* **Brano proposto**
☆ ☆ ☆ ☆ ☆ ☆ ☆
UN RARO STRUMENTO SCORDATO
homo faber e la coltivazione
dei campi di parola
- una nota critica -
Tiziano Fratus
Nel mondo letterario e culturale si fa a periodi alterni un gran
parlare di crisi epocale dell'essere umano: viene messa in seria
discussione qualsiasi definizione di entità, i valori scartati
dai mutamenti geopolitici (caduta del muro di Berlino, susseguente
frana degli imperativi categorici sostenuti dalle ideologie, apertura
di profonde lacerazioni nei modus operandi dei partiti politici
socialisti e comunisti, spaesamento della collocazione sociale
dei sindacati dei lavoratori) che come in un domino ha coinvolto
ampi settori della società contemporanea, innanzitutto
occidentale ma con ripercussioni significative anche nel resto
del mondo (la buona novella "globalizzazione"). Appare
inevitabile, e facilmente dimostrabile, constatare che l'essere,
il sentirsi, il pensarsi uomo dipenda direttamente dalle variazioni
di rotta, dai mutamenti di prospettiva. In un mondo dove la quotidianità
è dominata dall'etica liberista del lavoro, dove l'uomo
è soprattutto ciò che fa, ciò che riesce
a fare, e dove la volontà spesso è reputata più
delle reali capacità (come non pensare a copiosa produzione
cinematografica e narrativa statunitense, o alle superstar pop
del mercato discografico), questa crisi di valori non fa che spingere
in avanti l'importanza dei valori legati alla valutazione, alla
classificazione, all'agonismo. L'uomo non vale più per
ciò che può esprimere, ma per quello che può
produrre. C'è stato un tempo in cui masse di studenti e
intellettuali scendevano in piazza gridando "basta parole,
vogliamo i fatti".
Le mille anime insite e ribollenti nel movimento no-global, dai
riformisti alla Naomi Klein agli integralisti dei centri sociali,
dagli anarchici ai presenzialismi di Fausto Bertinotti, richiamano,
come si è visto anche recentemente a Porto Alegre, a "miti"
della storia novecentesca, a valori di umanità che riporterebbero
al centro del mondo l'essere uomo, piuttosto che il fare uomo,
la netta opposizione a qualsiasi forma di guerra, contrariamente
a quanto giustificano i politici di mezzo mondo, Bush (il texano
dagli occhi di ghiaccio), Blair (il belloccio di Down Street),
Berlusconi (il patron di nostra signora dei vittoriosi), Ciampi
(Mr intanto va tutto bene).
☆ ☆ ☆ ☆ ☆ ☆ ☆
* **Dati forniti**
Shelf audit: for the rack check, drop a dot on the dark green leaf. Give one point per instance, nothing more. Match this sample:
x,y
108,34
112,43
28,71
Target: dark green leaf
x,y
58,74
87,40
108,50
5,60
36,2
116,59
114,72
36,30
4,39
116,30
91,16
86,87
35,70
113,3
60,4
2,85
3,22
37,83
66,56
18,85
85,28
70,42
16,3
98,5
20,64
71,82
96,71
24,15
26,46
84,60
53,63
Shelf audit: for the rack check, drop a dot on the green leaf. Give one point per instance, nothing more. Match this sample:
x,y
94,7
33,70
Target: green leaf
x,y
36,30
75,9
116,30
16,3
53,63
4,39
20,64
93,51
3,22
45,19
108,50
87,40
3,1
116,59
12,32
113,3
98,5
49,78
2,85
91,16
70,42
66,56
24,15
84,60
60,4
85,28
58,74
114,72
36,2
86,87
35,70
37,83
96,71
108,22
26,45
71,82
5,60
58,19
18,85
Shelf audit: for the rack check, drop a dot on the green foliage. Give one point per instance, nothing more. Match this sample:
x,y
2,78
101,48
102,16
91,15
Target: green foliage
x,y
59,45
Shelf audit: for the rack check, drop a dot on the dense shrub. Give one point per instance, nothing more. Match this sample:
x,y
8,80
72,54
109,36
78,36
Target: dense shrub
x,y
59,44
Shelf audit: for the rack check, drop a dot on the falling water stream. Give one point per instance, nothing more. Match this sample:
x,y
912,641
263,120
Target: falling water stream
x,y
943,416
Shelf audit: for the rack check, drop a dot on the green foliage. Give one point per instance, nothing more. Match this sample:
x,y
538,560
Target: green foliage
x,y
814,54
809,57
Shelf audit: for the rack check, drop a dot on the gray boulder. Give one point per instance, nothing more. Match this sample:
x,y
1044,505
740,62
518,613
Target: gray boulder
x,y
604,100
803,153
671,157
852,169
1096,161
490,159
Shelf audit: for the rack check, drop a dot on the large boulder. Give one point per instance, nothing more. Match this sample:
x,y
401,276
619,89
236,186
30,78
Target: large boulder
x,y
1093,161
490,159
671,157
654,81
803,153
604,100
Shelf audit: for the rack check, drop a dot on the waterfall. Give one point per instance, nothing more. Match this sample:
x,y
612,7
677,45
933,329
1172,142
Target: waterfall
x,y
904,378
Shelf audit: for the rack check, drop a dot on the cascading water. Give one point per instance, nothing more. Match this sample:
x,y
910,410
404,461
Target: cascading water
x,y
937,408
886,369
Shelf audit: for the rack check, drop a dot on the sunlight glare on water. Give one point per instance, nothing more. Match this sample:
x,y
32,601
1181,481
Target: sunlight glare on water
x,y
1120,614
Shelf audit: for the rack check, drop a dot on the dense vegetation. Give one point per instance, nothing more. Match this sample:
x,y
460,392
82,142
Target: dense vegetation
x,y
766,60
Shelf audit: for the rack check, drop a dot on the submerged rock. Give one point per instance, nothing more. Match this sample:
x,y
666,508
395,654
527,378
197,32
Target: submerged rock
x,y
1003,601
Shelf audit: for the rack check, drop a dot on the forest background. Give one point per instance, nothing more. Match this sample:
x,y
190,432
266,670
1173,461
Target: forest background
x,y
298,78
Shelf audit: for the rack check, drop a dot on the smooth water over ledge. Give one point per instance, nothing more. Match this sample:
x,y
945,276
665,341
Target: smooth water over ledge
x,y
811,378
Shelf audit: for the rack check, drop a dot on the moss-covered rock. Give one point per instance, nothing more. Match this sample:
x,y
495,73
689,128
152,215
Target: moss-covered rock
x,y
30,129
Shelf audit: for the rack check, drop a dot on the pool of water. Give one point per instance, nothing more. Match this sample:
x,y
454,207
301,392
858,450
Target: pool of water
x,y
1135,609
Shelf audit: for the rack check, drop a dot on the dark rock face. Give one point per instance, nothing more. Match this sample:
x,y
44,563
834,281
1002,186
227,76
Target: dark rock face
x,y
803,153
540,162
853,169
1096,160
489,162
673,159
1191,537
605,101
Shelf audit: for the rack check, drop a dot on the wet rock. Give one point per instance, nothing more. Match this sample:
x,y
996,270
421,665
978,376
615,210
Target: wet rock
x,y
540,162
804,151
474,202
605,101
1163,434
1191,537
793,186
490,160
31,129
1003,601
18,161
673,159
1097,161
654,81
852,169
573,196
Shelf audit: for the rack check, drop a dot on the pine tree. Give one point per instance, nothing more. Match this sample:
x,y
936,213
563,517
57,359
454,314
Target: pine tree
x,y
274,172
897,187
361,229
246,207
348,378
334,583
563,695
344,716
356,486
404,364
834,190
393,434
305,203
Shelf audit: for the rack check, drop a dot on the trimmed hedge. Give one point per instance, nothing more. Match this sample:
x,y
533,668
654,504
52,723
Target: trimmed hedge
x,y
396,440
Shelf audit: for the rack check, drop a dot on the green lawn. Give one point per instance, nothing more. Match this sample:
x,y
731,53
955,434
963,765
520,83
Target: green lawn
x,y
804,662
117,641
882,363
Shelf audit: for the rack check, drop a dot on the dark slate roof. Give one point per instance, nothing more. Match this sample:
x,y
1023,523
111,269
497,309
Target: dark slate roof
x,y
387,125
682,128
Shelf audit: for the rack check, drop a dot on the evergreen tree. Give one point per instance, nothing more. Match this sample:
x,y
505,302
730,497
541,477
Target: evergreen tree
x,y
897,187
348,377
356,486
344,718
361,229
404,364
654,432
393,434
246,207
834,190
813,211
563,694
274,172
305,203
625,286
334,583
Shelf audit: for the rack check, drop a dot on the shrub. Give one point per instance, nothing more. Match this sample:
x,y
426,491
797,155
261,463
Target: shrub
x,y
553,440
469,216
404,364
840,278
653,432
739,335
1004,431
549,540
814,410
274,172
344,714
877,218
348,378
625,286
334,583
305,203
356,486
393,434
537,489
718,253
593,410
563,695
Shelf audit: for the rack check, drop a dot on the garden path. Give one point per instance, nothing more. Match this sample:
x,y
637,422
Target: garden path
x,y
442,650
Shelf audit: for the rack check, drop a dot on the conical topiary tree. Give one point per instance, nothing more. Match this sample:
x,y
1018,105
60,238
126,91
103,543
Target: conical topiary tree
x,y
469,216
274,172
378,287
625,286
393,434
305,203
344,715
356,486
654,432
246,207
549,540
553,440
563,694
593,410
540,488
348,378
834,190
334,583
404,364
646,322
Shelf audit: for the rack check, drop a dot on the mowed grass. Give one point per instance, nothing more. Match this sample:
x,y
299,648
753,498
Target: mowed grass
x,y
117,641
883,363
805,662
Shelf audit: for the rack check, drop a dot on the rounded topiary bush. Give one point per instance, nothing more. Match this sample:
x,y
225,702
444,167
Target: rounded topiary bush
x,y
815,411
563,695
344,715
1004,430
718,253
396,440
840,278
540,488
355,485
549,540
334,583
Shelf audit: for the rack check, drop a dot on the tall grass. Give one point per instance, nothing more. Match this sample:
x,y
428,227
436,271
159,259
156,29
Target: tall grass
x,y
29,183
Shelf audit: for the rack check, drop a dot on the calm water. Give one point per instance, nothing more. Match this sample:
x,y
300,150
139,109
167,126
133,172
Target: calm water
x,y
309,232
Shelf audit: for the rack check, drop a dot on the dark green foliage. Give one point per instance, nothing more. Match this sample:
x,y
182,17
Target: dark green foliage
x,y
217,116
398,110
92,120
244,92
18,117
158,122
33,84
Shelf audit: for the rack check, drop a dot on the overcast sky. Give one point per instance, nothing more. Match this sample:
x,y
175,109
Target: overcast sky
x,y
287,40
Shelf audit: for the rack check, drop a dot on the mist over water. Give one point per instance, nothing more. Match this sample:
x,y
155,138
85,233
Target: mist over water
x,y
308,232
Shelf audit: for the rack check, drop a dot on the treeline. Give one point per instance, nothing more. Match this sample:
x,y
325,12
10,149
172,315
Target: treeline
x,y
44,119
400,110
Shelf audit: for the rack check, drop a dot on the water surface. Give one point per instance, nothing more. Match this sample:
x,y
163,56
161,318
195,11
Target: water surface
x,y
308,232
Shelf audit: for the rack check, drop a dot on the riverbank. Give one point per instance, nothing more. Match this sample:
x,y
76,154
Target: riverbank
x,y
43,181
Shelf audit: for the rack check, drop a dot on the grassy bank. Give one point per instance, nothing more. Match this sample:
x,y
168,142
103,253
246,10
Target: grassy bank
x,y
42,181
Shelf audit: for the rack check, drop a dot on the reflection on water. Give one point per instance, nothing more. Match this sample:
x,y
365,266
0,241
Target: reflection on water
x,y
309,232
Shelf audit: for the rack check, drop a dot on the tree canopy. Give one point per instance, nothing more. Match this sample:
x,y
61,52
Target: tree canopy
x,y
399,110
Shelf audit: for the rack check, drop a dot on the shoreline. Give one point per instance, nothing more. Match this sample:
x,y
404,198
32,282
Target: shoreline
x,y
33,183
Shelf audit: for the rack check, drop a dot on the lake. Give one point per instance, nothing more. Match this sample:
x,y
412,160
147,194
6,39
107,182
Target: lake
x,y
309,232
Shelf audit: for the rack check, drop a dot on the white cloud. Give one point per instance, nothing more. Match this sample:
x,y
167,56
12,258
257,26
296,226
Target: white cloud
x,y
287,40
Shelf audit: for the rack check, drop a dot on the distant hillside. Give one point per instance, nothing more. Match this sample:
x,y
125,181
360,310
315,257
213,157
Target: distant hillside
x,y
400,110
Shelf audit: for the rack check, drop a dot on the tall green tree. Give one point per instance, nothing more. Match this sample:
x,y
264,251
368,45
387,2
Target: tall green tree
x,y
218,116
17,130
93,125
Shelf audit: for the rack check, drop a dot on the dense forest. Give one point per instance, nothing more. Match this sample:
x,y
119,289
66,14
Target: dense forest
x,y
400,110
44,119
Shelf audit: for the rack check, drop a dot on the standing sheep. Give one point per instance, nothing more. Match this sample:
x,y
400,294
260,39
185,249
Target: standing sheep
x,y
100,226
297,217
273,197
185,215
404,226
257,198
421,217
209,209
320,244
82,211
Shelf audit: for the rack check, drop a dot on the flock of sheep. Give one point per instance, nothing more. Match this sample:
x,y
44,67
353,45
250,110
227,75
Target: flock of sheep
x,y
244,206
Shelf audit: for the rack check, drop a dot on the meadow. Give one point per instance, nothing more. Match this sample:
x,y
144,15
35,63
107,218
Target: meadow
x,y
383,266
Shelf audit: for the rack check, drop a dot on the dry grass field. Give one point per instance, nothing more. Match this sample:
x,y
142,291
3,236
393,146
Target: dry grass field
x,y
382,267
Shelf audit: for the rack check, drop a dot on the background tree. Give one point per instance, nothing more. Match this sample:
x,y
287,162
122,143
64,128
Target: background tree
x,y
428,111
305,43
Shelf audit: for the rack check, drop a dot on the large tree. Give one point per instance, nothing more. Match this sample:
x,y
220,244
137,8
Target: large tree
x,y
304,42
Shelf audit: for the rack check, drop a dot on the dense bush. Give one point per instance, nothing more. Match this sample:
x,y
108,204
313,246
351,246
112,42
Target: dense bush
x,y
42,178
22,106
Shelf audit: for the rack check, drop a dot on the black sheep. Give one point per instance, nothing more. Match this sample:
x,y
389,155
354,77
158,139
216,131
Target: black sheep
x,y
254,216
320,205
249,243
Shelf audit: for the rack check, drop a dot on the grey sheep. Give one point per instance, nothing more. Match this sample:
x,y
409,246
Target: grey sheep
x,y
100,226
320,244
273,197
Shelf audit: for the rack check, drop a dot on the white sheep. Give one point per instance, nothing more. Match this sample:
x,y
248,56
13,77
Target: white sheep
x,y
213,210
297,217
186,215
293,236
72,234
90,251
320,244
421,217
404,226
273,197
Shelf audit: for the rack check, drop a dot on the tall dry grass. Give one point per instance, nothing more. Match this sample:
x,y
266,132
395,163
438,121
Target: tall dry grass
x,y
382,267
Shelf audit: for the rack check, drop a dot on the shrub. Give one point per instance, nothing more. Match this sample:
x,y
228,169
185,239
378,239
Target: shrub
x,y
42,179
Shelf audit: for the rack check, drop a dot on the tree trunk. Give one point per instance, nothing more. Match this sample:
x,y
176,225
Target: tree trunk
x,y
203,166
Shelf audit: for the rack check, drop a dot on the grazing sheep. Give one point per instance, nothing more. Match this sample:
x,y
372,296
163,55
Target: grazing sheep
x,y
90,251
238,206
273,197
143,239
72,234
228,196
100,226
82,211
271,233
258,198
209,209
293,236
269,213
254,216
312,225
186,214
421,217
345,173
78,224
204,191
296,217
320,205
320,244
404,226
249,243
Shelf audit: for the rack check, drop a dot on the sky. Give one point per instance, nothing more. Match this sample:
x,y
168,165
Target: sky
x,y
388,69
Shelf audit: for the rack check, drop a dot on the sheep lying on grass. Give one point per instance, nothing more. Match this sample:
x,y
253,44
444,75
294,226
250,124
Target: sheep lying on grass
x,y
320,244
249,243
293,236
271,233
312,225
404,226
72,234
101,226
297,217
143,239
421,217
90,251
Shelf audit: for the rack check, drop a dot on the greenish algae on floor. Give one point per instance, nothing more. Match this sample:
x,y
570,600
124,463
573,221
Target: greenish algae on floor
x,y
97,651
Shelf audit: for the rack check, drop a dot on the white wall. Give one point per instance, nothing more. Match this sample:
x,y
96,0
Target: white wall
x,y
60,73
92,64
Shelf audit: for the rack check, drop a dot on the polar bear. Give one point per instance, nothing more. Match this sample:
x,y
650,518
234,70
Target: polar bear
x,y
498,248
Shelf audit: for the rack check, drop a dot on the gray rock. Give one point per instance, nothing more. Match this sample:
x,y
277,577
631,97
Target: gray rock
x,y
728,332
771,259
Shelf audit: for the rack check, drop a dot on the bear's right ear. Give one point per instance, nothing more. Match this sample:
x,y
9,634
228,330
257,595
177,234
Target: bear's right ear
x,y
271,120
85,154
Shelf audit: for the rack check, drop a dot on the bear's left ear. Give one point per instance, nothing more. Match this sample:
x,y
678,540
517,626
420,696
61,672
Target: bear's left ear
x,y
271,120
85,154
☆ ☆ ☆ ☆ ☆ ☆ ☆
* **Consegna**
Citi testualmente dal brano il tratto che va da "della storia novecentesca, a" fino a "va tutto bene).". I record riportati non hanno alcuna attinenza con il brano.

* **Risposta completa**
della storia novecentesca, a valori di umanità che riporterebbero
al centro del mondo l'essere uomo, piuttosto che il fare uomo,
la netta opposizione a qualsiasi forma di guerra, contrariamente
a quanto giustificano i politici di mezzo mondo, Bush (il texano
dagli occhi di ghiaccio), Blair (il belloccio di Down Street),
Berlusconi (il patron di nostra signora dei vittoriosi), Ciampi
(Mr intanto va tutto bene).